■ Given passage ■
======
Wednesday, September 28, 2016

SQL - Foreign Keys

Removing Obsolete Data

            One of my clients recently discussed their irritation at deleting obsolete records in parent tables that had many child table relationships. They had developed an extensive cleanup process to back-into their table relationships, deleting records from the child tables first then moving upwards in through the table relationships by following their database design charts. While I certainly understand that and similar methods, I think we can improve upon the process by designing databases more efficiently and changing some table designs. One thing I am going to cover here is the result of designing and altering tables to deter the initial problem. We know that due to referential integrity the parent-child relationship will be maintained by the database. So let us change the rules a little. We are going to discuss how to use ON DELETE CASCADE upon our FOREIGN KEYS and alleviate the problem of cleaning up our database of obsolete data connected with parent-child relationships.

Foreign Keys

The idea behind creating foreign keys is to develop relationships that connect tables together. Therefore, the first table (parent) has a column that references a column in another table (child). The column in the first table can also reference another column within itself (self-reference). The most common foreign key relationship we usually think of is the former one (parent-child).
Figure 1  Parent-Child relationship
Between store.employees2.DIVISION_ID and store.divisions.DIVISION_ID

           In Figure 1, we can see that the employee table has a Foreign Key column named EMPLOYEES2_FK_DIVISIONS connecting it to the division table Primary Key DIVISION_ID column.  In this way, these two tables are linked and related.
======
■ Recorded information ■
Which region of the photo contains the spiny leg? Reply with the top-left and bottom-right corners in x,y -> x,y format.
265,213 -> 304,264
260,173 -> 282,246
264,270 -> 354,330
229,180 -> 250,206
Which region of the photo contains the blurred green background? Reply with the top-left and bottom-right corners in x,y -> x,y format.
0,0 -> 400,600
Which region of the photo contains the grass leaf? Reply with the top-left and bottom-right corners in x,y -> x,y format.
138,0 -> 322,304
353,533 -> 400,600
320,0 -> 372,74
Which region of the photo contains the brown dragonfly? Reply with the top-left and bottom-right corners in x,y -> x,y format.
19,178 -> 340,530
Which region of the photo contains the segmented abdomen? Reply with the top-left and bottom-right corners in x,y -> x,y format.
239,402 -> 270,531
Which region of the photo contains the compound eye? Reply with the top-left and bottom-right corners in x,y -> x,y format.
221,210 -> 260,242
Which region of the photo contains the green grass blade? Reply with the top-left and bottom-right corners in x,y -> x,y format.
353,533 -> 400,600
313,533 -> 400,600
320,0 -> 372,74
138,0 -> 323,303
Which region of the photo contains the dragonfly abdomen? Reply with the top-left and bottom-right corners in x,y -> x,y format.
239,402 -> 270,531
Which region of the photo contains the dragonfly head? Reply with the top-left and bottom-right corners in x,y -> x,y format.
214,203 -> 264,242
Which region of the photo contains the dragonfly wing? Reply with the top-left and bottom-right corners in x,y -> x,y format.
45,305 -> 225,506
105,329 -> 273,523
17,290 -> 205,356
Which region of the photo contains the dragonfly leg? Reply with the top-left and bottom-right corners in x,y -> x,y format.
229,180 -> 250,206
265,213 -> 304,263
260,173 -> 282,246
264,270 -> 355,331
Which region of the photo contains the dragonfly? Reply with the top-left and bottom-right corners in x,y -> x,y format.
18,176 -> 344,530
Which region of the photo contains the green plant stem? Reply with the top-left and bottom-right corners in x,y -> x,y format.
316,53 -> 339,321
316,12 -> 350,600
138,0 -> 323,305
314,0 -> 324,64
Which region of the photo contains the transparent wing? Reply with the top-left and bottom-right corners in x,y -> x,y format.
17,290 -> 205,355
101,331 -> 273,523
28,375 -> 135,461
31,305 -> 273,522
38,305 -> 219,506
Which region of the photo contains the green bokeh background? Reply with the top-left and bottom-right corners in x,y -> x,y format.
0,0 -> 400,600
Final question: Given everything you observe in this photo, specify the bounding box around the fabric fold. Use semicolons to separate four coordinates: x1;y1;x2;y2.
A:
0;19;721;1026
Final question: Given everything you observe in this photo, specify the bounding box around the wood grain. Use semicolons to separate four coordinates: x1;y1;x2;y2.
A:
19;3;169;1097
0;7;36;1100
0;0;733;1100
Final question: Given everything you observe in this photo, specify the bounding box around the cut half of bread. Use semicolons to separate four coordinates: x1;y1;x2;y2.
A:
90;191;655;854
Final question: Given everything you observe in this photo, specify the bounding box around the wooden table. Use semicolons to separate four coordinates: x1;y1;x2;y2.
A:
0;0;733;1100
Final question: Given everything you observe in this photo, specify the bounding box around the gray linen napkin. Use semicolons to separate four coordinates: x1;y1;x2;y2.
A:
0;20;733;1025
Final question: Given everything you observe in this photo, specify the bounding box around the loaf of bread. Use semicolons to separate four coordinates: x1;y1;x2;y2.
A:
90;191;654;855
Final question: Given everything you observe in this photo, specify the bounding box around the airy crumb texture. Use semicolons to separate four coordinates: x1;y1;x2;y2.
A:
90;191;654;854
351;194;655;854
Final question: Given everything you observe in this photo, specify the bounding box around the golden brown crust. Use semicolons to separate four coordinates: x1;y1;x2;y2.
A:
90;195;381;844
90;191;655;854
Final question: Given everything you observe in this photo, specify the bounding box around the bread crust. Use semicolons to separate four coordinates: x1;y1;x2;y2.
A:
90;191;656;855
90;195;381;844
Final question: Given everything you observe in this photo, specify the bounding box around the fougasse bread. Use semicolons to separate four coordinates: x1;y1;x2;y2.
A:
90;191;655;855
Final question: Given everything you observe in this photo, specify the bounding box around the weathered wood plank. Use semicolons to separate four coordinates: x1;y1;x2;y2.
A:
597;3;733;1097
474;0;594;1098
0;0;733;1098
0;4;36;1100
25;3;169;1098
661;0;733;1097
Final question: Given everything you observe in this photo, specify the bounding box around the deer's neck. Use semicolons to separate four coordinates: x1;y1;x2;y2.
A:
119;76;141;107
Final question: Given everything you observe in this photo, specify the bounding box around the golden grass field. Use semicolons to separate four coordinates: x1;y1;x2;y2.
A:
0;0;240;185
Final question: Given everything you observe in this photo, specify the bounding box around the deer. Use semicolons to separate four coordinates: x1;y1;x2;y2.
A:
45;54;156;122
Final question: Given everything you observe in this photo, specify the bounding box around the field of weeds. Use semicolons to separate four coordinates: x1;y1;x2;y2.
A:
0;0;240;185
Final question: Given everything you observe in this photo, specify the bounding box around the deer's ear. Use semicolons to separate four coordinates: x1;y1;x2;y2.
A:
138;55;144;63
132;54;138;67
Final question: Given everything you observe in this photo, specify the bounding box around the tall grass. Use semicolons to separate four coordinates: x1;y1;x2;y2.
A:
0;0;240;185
======
Continue the SQL foreign keys post from where it stops.

Figure 3 DIVISION table

We also see that listed in Figure 2, that the EMPLOYEE table has a foreign key named “EMPLOYEES_FK_DIVISIONS” in the R_CONSTRAINT_NAME column and the associated constraint named “DIVISIONS_PK” which obviously matches the DIVISIONS_PK constraint in the Figure 3 where the DIVISIONS table has it listed as the DIVISIONS table’s Primary_Key. Figures 4 & 5 illustrate the CREATE TABLE syntax under Oracle 11g used to create these tables.


Figure 4 SQL to create the table EMPLOYEES2



Figure 5 SQL to create the table DIVISIONS

 Deleting the Child Relationships Through the Parent Connection
A useful purpose that can be extended through the use of foreign keys is in the maintenance and cleanup of old data, the very point of this article. By using the ON DELETE CASCADE clause you can specify that through the FOREIGN KEY, that is, a Parent table which is having a row deleted, can act as the catalyst to allow any matching rows to be deleted in associated Child tables. After identifying these table relationships in your database design, you could write the following ALTER TABLE syntax (Figure 6) while you are in the creation mode to prepare for future maintenance ahead of time.



Figure 6 ON DELETE CASCADE

            By logically choosing the correct data flow, you can prepare your design to remove all associated records, that is child records, when a parent record is deleted. Consider a company that closes Division X after moving some employees to Division Y. When Division X is finally removed from the database, its Primary Key will drop and all associated Foreign Key relationships should drop as well. This is because the employee records still remaining and associated with Division X, drop as a result of the ON DELETE CASCADE.

            Play with this concept yourself in some test records that simulate your actual experience to get the concept clear in your mind. Then develop your new database with this concept in mind. Moreover, look at your current database and plan some table upgrades into your next iteration of software upgrades where this method of maintenance will streamline your database maintenance operations going forward.



Have an Insightful day!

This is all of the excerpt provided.